Copy out each of the rows below word for word, keeping every line as it appears, and leave the pictures out of your copy.

>> Start Input records

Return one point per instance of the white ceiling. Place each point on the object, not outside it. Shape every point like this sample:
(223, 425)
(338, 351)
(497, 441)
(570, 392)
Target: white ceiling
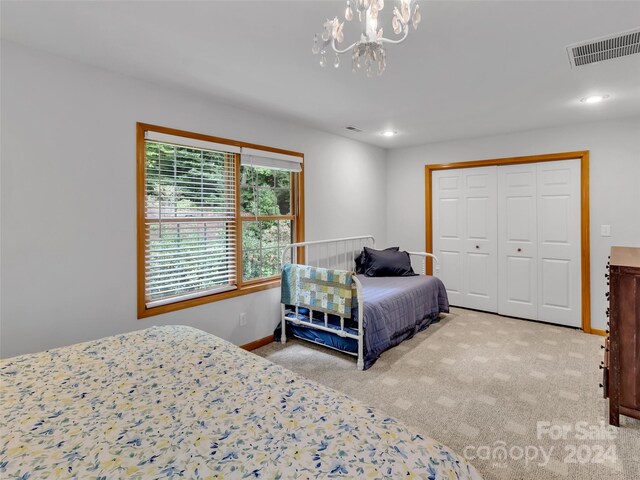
(472, 68)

>> End Input records

▶ _Output for this task_
Return one point per instance of the white ceiling. Place each point on the object, not outside it. Shape every point like this sample:
(223, 425)
(338, 351)
(497, 441)
(570, 392)
Target: white ceiling
(472, 68)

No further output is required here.